* **DESCRIPTION OF THE TASK**: Work through the entries that follow and state how many lines contain the word "below". Only the number is wanted.

(Excerpts from a dataset)
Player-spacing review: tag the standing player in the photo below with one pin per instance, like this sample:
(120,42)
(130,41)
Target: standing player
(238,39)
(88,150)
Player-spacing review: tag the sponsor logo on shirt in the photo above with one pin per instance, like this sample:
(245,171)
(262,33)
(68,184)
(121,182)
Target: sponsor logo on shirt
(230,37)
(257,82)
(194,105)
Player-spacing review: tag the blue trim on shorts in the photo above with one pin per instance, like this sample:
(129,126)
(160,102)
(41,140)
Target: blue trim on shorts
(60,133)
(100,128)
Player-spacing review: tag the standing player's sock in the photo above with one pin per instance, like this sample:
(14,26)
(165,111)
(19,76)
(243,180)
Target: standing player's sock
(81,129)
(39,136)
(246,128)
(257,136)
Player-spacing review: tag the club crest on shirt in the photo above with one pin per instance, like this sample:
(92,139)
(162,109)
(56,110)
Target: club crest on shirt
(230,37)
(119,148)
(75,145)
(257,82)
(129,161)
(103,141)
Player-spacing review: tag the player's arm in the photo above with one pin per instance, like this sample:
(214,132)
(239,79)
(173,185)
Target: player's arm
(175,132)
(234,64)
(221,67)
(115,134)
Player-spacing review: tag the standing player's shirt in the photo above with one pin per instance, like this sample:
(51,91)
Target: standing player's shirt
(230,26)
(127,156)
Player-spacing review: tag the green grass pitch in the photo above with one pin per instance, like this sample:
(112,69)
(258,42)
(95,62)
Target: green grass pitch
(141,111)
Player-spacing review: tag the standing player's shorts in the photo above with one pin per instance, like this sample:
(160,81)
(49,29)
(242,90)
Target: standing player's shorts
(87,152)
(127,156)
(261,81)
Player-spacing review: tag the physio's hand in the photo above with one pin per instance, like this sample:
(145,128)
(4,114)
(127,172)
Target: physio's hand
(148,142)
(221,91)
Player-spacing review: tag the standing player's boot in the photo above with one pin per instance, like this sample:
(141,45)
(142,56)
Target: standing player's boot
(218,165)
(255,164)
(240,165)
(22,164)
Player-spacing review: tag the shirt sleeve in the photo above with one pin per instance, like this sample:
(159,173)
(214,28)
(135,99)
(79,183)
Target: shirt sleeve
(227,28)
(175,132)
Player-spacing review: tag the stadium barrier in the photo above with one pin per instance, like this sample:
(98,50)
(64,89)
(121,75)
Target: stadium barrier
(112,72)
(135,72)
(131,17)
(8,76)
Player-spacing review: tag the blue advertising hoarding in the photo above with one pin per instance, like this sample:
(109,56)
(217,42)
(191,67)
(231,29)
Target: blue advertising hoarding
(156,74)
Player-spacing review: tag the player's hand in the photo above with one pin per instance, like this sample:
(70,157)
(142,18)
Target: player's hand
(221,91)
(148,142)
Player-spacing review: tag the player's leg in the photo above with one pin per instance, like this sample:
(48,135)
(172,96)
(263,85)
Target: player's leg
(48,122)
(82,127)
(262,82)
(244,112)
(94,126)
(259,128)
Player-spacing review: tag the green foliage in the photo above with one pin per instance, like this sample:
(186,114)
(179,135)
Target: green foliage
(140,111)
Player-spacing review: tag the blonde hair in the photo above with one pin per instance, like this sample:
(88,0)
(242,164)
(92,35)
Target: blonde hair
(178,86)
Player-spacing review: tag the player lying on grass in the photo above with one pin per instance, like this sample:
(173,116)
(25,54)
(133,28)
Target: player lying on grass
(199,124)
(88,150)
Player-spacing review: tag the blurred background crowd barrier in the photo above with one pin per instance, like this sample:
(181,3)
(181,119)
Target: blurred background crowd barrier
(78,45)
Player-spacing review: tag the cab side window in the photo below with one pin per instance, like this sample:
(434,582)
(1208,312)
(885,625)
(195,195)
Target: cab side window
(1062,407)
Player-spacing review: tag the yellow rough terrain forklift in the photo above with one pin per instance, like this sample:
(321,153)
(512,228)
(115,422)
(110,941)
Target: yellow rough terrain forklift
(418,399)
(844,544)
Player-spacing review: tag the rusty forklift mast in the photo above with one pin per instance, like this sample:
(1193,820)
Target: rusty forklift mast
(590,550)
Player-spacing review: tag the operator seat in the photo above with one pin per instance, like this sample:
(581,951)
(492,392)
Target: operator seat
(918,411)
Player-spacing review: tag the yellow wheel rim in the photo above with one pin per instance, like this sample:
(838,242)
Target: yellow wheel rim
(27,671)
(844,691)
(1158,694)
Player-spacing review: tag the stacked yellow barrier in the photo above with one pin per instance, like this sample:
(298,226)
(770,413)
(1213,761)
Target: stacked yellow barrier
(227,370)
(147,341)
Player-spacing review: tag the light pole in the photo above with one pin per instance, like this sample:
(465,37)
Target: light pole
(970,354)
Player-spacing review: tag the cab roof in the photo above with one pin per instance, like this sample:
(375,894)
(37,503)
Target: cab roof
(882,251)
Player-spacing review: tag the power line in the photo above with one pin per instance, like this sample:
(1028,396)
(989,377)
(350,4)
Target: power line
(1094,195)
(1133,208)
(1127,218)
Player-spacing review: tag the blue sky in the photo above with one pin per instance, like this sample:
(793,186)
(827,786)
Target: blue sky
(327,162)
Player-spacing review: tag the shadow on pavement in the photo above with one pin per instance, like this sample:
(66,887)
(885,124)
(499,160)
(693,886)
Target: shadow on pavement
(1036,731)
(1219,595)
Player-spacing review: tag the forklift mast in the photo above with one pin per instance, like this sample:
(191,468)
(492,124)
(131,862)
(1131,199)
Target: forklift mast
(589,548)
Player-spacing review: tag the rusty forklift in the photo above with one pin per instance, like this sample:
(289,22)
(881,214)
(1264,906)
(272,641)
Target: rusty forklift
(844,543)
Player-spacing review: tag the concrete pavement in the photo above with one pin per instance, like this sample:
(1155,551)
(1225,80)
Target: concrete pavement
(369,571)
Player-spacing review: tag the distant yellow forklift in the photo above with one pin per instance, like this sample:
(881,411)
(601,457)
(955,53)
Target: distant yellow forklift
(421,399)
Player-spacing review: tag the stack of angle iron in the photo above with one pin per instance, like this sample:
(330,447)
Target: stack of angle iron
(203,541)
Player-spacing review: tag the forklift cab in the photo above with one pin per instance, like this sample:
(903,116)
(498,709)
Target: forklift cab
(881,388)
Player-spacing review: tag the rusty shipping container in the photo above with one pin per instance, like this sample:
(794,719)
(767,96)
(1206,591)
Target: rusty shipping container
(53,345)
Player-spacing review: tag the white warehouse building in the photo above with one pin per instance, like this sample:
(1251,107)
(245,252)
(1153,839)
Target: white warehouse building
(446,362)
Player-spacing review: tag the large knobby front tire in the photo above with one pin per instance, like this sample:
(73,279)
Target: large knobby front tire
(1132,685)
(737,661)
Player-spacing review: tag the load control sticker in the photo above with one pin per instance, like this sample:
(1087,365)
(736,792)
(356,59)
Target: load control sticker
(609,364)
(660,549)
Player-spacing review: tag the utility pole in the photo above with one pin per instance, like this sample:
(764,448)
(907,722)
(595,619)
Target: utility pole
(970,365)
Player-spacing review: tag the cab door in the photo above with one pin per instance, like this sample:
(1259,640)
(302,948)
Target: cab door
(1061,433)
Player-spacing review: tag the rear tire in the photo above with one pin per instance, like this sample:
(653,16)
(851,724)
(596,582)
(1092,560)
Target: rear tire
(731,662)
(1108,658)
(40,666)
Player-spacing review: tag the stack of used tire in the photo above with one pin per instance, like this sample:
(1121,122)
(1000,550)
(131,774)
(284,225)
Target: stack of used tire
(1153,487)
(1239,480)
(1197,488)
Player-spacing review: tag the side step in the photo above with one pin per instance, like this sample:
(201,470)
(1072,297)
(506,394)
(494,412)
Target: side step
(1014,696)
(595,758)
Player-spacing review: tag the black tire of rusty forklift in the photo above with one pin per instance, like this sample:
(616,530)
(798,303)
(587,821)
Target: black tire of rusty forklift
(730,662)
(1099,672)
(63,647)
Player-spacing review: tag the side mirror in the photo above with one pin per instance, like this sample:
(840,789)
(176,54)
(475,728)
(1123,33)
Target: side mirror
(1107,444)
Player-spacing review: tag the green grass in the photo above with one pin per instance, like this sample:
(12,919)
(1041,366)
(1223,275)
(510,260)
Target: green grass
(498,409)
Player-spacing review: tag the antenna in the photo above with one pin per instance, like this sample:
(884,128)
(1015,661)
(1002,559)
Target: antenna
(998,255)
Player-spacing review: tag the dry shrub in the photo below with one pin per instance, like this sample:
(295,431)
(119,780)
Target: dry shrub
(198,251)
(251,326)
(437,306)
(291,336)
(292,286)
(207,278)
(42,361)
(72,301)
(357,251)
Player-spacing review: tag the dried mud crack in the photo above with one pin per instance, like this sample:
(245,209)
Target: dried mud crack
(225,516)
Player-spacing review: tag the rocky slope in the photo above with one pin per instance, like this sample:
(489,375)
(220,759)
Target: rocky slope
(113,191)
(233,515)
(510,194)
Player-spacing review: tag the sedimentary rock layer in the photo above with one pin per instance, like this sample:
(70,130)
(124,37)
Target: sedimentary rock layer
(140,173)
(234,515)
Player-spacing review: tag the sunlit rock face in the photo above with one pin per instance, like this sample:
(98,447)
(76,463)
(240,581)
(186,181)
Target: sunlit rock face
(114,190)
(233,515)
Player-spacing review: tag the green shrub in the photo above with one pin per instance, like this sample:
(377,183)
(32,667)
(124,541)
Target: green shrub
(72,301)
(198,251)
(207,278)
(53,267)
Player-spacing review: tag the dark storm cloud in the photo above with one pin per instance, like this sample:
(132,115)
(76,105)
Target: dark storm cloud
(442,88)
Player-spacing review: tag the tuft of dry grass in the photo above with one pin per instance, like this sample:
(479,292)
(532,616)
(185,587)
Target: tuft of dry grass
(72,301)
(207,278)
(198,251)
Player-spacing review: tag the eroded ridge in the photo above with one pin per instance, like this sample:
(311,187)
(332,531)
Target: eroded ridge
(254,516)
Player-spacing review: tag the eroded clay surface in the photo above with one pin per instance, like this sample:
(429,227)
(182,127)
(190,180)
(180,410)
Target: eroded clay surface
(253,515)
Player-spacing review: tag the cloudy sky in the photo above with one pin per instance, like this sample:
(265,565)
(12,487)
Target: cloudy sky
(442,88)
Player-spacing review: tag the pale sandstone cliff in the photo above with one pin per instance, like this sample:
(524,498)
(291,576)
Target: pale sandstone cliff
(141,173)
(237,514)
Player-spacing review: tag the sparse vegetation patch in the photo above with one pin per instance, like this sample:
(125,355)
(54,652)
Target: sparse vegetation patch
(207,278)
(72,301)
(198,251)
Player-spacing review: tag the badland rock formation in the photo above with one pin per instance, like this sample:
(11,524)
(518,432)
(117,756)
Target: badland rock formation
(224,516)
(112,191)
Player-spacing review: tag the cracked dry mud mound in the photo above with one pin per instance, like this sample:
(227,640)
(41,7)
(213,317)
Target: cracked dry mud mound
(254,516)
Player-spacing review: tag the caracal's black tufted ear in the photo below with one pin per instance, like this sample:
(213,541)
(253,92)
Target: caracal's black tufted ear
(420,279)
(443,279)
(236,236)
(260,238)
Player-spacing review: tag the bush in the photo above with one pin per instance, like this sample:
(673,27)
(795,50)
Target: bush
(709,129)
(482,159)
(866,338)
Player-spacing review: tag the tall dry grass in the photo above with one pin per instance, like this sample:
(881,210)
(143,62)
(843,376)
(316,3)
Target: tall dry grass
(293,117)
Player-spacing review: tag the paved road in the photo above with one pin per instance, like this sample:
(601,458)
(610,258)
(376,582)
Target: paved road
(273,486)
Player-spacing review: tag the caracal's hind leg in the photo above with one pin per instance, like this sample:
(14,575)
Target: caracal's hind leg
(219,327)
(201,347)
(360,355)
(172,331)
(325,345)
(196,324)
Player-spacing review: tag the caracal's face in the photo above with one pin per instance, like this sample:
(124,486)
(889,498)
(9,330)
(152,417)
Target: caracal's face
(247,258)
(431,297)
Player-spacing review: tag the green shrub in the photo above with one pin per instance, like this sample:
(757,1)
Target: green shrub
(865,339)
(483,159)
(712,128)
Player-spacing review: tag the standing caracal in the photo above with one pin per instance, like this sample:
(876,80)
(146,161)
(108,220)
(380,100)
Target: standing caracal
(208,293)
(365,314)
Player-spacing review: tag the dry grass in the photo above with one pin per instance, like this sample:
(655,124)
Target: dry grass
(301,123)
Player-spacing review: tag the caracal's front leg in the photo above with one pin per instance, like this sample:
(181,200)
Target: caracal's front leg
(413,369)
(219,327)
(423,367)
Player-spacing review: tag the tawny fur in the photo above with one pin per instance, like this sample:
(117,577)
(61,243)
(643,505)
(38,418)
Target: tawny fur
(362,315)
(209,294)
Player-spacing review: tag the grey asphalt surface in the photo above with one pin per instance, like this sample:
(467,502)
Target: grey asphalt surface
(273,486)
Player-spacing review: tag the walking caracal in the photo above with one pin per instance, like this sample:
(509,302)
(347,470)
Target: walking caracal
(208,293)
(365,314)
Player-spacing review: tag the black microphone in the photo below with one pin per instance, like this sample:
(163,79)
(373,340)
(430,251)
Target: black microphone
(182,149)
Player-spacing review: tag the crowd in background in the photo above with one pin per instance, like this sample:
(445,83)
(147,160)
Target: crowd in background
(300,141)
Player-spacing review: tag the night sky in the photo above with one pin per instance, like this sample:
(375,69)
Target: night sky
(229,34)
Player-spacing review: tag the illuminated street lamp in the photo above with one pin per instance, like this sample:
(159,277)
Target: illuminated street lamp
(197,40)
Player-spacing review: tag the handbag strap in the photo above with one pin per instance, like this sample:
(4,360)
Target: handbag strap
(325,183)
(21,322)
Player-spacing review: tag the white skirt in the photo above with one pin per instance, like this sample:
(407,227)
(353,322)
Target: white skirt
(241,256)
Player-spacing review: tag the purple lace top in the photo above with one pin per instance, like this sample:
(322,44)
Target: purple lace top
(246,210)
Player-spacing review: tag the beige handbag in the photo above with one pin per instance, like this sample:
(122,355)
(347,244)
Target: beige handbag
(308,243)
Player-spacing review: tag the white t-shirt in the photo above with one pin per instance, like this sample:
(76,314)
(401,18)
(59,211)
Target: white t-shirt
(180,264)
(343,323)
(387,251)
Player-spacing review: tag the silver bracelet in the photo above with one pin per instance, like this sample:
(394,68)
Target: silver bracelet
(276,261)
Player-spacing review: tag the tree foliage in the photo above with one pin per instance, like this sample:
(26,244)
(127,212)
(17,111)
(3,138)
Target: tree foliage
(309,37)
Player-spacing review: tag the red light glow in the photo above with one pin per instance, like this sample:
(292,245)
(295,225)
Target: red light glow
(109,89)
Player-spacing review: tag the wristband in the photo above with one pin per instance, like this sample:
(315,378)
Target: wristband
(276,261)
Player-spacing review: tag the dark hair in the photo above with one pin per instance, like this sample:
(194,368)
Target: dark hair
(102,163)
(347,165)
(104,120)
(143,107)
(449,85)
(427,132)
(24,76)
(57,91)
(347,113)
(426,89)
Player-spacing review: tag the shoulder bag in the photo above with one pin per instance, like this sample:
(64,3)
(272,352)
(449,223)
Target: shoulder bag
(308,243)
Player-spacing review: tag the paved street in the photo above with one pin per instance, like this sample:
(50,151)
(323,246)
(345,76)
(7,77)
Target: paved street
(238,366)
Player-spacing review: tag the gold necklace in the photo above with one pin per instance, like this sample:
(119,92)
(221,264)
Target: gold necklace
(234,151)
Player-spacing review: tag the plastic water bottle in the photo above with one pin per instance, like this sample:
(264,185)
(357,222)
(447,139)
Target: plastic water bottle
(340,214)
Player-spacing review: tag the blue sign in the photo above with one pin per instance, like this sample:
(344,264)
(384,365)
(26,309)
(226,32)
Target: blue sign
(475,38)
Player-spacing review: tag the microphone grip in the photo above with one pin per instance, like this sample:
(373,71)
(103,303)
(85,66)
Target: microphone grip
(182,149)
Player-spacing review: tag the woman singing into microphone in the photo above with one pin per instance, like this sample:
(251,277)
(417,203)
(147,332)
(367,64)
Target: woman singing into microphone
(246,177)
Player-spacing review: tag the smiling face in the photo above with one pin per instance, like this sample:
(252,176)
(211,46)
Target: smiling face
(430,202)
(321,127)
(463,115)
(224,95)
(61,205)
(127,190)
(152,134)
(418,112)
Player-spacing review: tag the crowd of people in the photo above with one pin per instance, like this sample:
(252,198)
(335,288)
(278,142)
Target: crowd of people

* **COMPLETED EXERCISE**: 5